* [Extracted entries]
[start]
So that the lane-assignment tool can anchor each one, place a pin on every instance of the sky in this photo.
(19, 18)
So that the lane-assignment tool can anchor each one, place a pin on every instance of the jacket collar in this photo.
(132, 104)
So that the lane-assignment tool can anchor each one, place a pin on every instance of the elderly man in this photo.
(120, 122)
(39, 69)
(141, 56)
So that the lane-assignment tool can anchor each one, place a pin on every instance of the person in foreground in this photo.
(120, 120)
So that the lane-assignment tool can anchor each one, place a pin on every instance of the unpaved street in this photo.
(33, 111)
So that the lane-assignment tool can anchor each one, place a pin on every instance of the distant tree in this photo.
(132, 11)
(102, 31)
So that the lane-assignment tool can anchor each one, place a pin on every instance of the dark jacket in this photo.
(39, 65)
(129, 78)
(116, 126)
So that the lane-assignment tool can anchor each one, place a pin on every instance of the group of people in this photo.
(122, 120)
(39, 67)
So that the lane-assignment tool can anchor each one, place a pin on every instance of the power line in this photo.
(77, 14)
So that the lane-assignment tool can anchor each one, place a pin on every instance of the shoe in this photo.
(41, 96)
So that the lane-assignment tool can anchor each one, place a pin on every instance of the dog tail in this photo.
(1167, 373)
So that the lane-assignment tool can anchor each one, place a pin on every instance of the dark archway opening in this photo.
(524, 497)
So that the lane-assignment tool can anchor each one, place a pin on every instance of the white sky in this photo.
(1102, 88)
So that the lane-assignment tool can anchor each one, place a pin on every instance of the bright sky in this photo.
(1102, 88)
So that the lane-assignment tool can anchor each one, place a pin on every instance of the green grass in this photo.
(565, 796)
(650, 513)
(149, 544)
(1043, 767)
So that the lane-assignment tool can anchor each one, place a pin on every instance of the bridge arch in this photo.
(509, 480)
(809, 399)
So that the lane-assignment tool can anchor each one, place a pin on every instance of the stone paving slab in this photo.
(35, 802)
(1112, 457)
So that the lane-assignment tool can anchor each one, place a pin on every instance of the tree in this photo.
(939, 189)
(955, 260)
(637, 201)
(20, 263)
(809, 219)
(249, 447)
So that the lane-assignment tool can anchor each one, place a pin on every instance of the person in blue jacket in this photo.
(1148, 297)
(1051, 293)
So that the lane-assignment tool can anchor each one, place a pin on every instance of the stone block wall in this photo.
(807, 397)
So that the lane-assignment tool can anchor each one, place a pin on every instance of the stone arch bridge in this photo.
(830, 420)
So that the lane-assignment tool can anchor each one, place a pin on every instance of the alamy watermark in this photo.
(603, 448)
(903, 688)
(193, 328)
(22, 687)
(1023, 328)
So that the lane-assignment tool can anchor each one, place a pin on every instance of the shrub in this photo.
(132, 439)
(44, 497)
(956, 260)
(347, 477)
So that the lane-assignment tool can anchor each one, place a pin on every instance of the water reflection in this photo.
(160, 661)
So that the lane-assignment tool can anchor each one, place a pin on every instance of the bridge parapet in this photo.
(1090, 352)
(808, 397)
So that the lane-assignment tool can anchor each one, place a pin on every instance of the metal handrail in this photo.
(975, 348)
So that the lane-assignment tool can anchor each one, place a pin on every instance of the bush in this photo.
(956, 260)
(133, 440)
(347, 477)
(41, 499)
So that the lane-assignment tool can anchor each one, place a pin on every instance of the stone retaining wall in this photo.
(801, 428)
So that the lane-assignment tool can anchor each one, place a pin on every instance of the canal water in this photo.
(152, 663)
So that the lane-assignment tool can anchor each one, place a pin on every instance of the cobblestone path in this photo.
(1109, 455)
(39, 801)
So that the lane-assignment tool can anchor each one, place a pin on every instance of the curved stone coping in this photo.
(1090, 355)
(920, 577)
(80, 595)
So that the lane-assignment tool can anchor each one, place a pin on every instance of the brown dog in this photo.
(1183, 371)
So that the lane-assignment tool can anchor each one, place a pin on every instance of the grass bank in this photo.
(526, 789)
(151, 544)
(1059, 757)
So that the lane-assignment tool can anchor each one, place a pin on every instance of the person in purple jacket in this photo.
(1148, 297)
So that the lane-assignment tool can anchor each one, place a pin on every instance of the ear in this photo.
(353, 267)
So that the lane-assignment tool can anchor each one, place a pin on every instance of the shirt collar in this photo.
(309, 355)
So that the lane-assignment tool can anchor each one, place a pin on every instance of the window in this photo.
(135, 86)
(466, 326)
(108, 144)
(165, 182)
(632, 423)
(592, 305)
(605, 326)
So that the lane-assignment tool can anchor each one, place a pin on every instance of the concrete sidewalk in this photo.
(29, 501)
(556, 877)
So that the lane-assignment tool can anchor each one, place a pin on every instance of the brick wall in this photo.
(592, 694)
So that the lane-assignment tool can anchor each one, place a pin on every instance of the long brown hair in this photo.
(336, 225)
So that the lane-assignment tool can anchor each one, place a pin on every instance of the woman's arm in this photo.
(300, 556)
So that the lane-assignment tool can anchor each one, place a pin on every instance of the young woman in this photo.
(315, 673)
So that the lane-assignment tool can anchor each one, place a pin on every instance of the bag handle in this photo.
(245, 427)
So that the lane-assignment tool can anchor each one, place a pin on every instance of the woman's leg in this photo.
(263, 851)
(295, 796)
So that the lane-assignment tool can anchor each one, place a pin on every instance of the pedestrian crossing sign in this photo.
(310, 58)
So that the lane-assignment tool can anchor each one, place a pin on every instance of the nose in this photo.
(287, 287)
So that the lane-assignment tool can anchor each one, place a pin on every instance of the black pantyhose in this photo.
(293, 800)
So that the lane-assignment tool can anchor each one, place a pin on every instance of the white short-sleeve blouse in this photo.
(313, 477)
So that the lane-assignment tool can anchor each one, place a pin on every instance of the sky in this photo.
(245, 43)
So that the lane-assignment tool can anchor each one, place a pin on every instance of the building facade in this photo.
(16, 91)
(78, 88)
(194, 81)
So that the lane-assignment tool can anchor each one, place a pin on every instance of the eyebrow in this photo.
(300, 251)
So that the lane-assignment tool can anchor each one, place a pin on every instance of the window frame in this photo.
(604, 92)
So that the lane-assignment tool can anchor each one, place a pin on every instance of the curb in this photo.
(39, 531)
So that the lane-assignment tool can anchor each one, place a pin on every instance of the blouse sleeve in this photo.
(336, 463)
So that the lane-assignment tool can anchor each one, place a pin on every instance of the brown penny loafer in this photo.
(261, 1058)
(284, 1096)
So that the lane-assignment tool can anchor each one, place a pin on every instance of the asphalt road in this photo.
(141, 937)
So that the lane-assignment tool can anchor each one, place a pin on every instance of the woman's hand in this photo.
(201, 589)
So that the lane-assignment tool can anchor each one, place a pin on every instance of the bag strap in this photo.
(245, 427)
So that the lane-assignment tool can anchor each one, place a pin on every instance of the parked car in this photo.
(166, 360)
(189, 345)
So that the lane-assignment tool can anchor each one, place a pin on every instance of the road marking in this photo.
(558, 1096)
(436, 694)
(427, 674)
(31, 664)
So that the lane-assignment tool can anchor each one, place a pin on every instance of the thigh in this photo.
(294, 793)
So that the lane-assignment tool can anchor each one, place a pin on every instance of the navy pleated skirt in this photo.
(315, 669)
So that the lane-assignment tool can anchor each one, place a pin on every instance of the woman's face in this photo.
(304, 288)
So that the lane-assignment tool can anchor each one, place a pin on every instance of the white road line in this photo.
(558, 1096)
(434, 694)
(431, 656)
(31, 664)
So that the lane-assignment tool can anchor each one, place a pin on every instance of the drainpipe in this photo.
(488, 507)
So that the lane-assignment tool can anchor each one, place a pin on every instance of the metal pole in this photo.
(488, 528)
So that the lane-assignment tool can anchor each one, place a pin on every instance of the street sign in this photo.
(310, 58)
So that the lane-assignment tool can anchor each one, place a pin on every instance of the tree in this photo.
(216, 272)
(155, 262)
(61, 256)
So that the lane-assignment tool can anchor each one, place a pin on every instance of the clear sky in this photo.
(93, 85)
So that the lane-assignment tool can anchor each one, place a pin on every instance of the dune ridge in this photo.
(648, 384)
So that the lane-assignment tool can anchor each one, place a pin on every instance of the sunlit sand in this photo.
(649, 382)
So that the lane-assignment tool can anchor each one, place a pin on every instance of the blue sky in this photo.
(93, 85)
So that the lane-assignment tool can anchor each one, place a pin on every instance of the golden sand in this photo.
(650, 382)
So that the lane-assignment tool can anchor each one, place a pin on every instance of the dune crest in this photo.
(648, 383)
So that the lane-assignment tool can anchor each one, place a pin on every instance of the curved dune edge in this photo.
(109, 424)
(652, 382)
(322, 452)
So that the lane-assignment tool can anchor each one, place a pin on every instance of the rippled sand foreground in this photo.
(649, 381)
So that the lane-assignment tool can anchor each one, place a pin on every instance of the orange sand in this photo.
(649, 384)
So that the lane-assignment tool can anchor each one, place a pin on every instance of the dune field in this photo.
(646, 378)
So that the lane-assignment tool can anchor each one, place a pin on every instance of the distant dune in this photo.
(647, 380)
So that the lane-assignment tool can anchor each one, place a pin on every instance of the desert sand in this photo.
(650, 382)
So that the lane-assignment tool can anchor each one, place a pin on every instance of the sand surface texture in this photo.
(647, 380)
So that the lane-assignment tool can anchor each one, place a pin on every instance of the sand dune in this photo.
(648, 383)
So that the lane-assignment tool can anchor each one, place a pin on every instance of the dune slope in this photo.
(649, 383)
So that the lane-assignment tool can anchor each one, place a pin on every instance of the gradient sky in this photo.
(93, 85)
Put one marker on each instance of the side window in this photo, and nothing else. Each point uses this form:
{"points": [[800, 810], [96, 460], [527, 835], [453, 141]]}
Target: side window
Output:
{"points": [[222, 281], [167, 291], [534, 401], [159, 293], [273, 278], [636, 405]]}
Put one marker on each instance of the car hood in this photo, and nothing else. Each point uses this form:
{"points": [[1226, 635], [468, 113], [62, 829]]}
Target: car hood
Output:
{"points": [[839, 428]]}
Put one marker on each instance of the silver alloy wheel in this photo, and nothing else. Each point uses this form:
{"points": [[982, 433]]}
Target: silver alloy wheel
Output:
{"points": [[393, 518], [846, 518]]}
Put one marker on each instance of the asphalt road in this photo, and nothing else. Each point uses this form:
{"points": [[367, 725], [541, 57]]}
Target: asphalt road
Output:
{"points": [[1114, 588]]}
[end]
Write out the items word for word, from the line that contains "sand foreground in this photo." through the end of the items.

* [Full answer]
So that the lane-assignment tool can anchor each one, place a pin on every instance of the rippled sand foreground in this photo.
(649, 381)
So that the lane-assignment tool can anchor each one, place a pin on every instance of the orange sand in this photo.
(649, 384)
So that the lane-assignment tool can anchor each one, place a pin on every instance of the dune field in this photo.
(646, 378)
So that the lane-assignment tool can anchor each one, place a pin on every instance of the distant dune in this photo.
(647, 380)
So that the lane-assignment tool can anchor each one, place a pin on every instance of the desert sand in this photo.
(650, 382)
So that the lane-assignment tool can anchor each one, place a pin on every instance of the sand surface texture in this photo.
(647, 380)
So that the lane-assignment tool can anchor each one, place a pin on every instance of the sand dune in this photo.
(648, 383)
So that the lane-assignment tool can anchor each one, place a pin on every instance of the dune slope in this photo.
(649, 383)
So that the lane-assignment tool can anchor each one, place a pin on every instance of the gradient sky in this photo.
(93, 85)
Put one marker on each instance of the side window in this photo, and nothing else. Each point uses this form:
{"points": [[800, 810], [96, 460], [527, 835], [453, 141]]}
Target: side window
Output:
{"points": [[222, 281], [167, 291], [534, 401], [159, 293], [273, 278], [636, 405]]}
Put one marker on each instance of the car hood in this photo, and nothing else. Each point uses this form:
{"points": [[1226, 635], [468, 113], [62, 829]]}
Target: car hood
Output:
{"points": [[839, 428]]}
Put one marker on each instance of the silver alloy wheel in this photo, and nothing else. Each point uses this form:
{"points": [[982, 433]]}
Target: silver alloy wheel
Output:
{"points": [[393, 518], [846, 518]]}
Put one marker on each instance of the asphalt road in this photo, and nothing else. Each point uses this form:
{"points": [[367, 725], [541, 57]]}
Target: asphalt road
Output:
{"points": [[1114, 588]]}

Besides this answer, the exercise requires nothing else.